**Reading text:**

Expect the unexpected

Picture clicked by author

For the past 2 years, I’ve been feeling a growing disconnection with things that once had me very invested and motivated. I thought maybe, I was just growing up. But that was until I couldn’t relate to my peers anymore.

I wasn’t just growing up. I was outgrowing.

Most things that society deems important, seem utterly pointless to me.

Most things that worry people, don’t even make me blink an eye anymore.

There’s few things that seem to faze me, even fewer things that seem to excite me.

I attribute it mostly to two things

  • the events that took place in my life — loss, death, grief.
  • material life experiences that brought me only pleasure but no real joy.

With this, began the phase of detachment. It wasn’t pretty, it wasn’t easy.

Fading of My Old Identity

My detachment kick-started the dissolution of my old self — my desires, my plans, my social conditioning and my communities.

Initially, I tried to make sense of why the same routines in my life were not working for me anymore, why the same people weren’t resonating with me anymore, and why my soul felt like it was slowly dying.

I was starting to feel like an empty shell.

Usually, I look around to find some inspiration. I look for hope in people — those who have built a lifestyle where they thrive, with their souls vibrant and their spiritual health in the green zone.

But what I found was not inspiration, but a sad truth.

Lost Souls And A Jail-Break

It was then that I found how many others around me were emptier than me. Some were fighting it. Others had accepted that that’s how it was meant to be. Some others were desperately trying to find the solution within the constraints of the matrix — through pleasure and hedonism, drugs and escapism.

**Written request:**
Please answer these from the essay on detachment:
(a) For how long has the writer felt a growing disconnection from things that once brought motivation?
(b) What did the writer start to feel like?
(c) Through what were some people trying to find the solution within the constraints of the matrix?
None of the records are needed here.

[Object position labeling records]
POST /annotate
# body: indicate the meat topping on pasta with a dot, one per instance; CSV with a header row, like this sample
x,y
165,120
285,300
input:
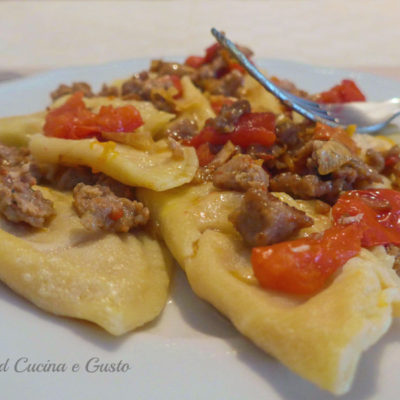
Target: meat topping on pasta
x,y
100,209
19,202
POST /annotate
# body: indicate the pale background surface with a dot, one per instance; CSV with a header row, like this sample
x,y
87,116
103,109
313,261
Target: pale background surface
x,y
39,35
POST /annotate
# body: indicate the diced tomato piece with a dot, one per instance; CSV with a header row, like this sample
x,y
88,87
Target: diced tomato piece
x,y
376,211
204,154
194,61
303,266
346,91
325,132
73,120
252,128
392,160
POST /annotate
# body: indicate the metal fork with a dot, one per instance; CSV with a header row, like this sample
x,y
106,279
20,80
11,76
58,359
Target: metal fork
x,y
370,117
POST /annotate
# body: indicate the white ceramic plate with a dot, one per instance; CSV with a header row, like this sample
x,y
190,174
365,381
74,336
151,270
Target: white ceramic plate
x,y
190,352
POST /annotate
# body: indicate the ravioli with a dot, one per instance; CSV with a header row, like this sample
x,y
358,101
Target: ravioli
x,y
117,281
155,169
321,338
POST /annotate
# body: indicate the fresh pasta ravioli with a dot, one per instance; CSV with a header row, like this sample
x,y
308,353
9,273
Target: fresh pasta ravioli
x,y
320,338
289,228
119,282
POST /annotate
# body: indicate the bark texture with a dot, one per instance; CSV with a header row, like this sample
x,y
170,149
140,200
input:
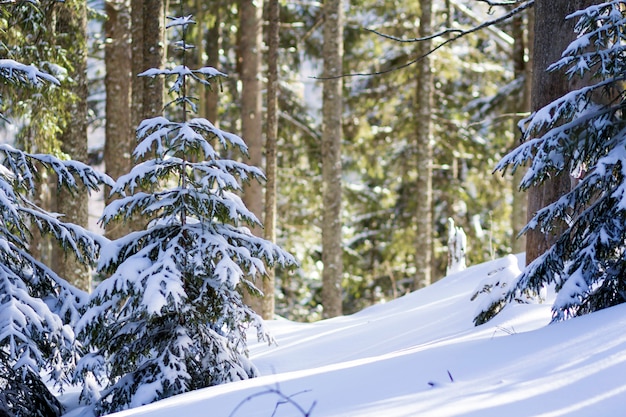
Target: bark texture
x,y
153,56
249,65
552,35
271,129
71,30
521,68
119,132
424,155
332,108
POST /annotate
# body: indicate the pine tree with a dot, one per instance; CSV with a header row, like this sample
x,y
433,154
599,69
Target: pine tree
x,y
37,307
170,318
582,134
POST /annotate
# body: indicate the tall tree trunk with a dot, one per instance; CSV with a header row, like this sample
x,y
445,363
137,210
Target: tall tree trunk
x,y
521,69
552,35
249,64
119,134
424,155
137,65
72,36
213,46
271,129
153,56
148,51
332,134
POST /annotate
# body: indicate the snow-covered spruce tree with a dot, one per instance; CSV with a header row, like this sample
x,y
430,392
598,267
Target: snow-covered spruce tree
x,y
37,308
170,318
584,134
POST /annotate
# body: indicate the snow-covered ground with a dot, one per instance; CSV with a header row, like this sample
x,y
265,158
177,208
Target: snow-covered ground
x,y
421,356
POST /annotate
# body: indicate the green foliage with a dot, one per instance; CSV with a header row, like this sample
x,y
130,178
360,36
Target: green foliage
x,y
581,134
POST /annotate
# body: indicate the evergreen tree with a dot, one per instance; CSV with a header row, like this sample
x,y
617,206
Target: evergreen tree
x,y
170,318
37,307
583,135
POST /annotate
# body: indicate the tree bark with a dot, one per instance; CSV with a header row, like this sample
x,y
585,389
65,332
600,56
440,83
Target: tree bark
x,y
153,56
521,68
213,46
271,129
249,64
119,133
552,35
424,155
137,65
71,32
332,134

**Full output:**
(a) For the past 2 years.
(b) An empty shell.
(c) Through pleasure and hedonism, drugs and escapism.